WHAT TO PRODUCE
Exclude the pictures and return every line exactly as written.

SOURCE DATA
— start —
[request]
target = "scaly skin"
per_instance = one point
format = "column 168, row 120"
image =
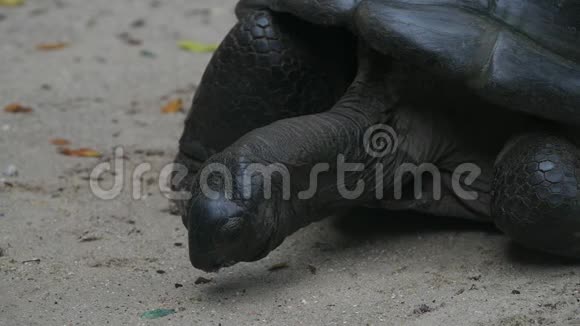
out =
column 536, row 199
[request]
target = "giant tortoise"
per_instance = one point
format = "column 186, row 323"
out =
column 312, row 107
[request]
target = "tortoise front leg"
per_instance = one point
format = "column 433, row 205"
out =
column 256, row 192
column 536, row 196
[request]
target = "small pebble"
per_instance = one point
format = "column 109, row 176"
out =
column 11, row 171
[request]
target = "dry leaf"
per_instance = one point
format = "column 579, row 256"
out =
column 60, row 142
column 197, row 47
column 51, row 46
column 173, row 107
column 11, row 3
column 17, row 108
column 81, row 152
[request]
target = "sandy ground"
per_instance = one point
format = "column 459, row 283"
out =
column 69, row 258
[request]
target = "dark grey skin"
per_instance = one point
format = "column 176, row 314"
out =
column 297, row 83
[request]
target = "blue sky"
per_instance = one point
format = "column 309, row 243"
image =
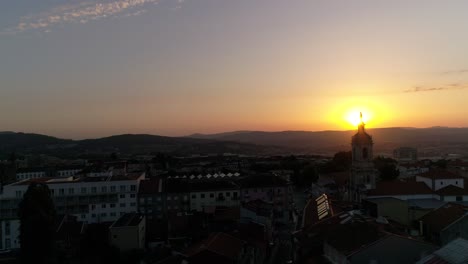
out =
column 93, row 68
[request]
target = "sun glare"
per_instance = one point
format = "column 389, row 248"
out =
column 352, row 116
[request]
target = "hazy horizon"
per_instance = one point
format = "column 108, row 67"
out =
column 216, row 132
column 81, row 69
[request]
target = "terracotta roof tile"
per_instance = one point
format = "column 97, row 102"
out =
column 440, row 218
column 399, row 188
column 439, row 174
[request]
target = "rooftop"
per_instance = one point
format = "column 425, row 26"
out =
column 440, row 218
column 399, row 188
column 151, row 186
column 383, row 251
column 453, row 252
column 265, row 180
column 212, row 186
column 452, row 190
column 131, row 219
column 440, row 174
column 219, row 243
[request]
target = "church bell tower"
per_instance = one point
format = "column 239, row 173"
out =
column 363, row 172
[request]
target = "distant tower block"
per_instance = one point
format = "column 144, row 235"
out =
column 363, row 172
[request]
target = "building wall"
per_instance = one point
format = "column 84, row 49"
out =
column 128, row 237
column 407, row 197
column 396, row 210
column 455, row 230
column 92, row 202
column 333, row 255
column 440, row 183
column 9, row 234
column 201, row 200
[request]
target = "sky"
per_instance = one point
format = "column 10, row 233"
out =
column 86, row 69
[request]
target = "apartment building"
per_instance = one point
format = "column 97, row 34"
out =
column 91, row 199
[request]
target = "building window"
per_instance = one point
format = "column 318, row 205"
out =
column 7, row 228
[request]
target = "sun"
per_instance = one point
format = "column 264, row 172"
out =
column 353, row 116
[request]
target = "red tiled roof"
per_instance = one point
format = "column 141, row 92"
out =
column 220, row 243
column 452, row 190
column 150, row 186
column 439, row 174
column 440, row 218
column 399, row 188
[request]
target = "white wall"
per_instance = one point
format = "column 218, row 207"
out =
column 13, row 235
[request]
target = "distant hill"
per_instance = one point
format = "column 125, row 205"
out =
column 429, row 141
column 12, row 140
column 132, row 144
column 326, row 142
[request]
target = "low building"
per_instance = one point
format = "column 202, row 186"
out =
column 219, row 248
column 268, row 188
column 205, row 196
column 128, row 232
column 445, row 224
column 437, row 179
column 453, row 252
column 392, row 249
column 402, row 190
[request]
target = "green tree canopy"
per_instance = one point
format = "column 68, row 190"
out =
column 37, row 216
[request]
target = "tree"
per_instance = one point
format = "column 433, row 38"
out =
column 388, row 172
column 37, row 216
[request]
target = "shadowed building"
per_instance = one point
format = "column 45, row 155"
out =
column 363, row 172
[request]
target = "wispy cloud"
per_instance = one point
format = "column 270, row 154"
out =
column 453, row 86
column 81, row 13
column 462, row 71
— end —
FINAL RESULT
[request]
target = "scaly skin"
per_instance = one point
format = "column 168, row 120"
image =
out =
column 536, row 199
[request]
target = "giant tortoise"
per_instance = one point
format = "column 186, row 323"
out =
column 312, row 107
[request]
target = "tortoise front leg"
per_instance = one point
format = "column 433, row 205"
out =
column 256, row 192
column 536, row 196
[request]
target = "small pebble"
per_instance = one point
format = "column 109, row 176"
out =
column 11, row 171
[request]
target = "dry leaf"
per_instance = one point
format = "column 579, row 256"
out =
column 60, row 142
column 197, row 47
column 51, row 46
column 173, row 107
column 11, row 3
column 17, row 108
column 81, row 152
[request]
target = "sandy ground"
per_instance = one point
format = "column 459, row 283"
out =
column 69, row 258
[request]
target = "dark grey skin"
per_instance = one point
format = "column 176, row 314"
out =
column 297, row 83
[request]
target = "blue sky"
per_instance = one point
format = "column 309, row 243"
image =
out =
column 93, row 68
[request]
target = "sun glare"
per_instance = one point
format = "column 389, row 248"
out =
column 352, row 116
[request]
target = "hazy horizon"
per_instance = one point
format = "column 108, row 67"
out =
column 216, row 132
column 81, row 69
[request]
target = "terracotta roof tile"
per_instance = one point
format = "column 97, row 102"
out =
column 440, row 218
column 399, row 188
column 439, row 174
[request]
target = "rooftop"
per_instance = one point
format = "column 425, row 26"
out =
column 440, row 218
column 399, row 188
column 151, row 186
column 383, row 251
column 453, row 252
column 265, row 180
column 212, row 186
column 452, row 190
column 131, row 219
column 440, row 174
column 219, row 243
[request]
target = "church bell tower"
per_instance = one point
format = "column 239, row 173"
out =
column 363, row 172
[request]
target = "distant tower block"
per_instance = one point
format = "column 144, row 235"
out =
column 363, row 172
[request]
target = "building wall"
per_instance = one point
format = "column 84, row 49"
out =
column 128, row 237
column 407, row 197
column 396, row 210
column 455, row 230
column 92, row 202
column 333, row 255
column 440, row 183
column 9, row 234
column 201, row 200
[request]
target = "sky"
per_instance = one point
format = "column 10, row 233"
out =
column 86, row 69
[request]
target = "apartment building"
per_instance = one point
format = "column 97, row 34"
out =
column 91, row 199
[request]
target = "building window"
per_instance = one point
format = "column 318, row 205"
out =
column 7, row 228
[request]
target = "sun"
per_instance = one point
format = "column 264, row 172"
out =
column 353, row 116
[request]
target = "red tiled roof"
per_instance = one point
format = "column 141, row 92"
out =
column 220, row 243
column 452, row 190
column 150, row 186
column 439, row 174
column 440, row 218
column 399, row 188
[request]
target = "white wall"
per_instance = one point
format = "column 218, row 207"
out =
column 13, row 235
[request]
target = "distant hill"
per_instance = one point
format = "column 125, row 205"
out =
column 429, row 141
column 12, row 140
column 132, row 144
column 326, row 142
[request]
target = "low building"
per_instance = one point
format = "column 202, row 186"
out =
column 219, row 248
column 268, row 188
column 205, row 196
column 128, row 232
column 445, row 224
column 437, row 179
column 453, row 252
column 392, row 249
column 402, row 190
[request]
target = "green tree canopy"
per_instance = one point
format = "column 68, row 190"
out =
column 37, row 216
[request]
target = "tree"
per_instance = one point
format = "column 433, row 38"
out =
column 388, row 172
column 37, row 216
[request]
target = "shadowed building"
per_instance = one point
format = "column 45, row 155"
out =
column 363, row 172
[request]
target = "wispy cloud"
per_instance = one point
format = "column 270, row 154"
out =
column 453, row 86
column 81, row 13
column 462, row 71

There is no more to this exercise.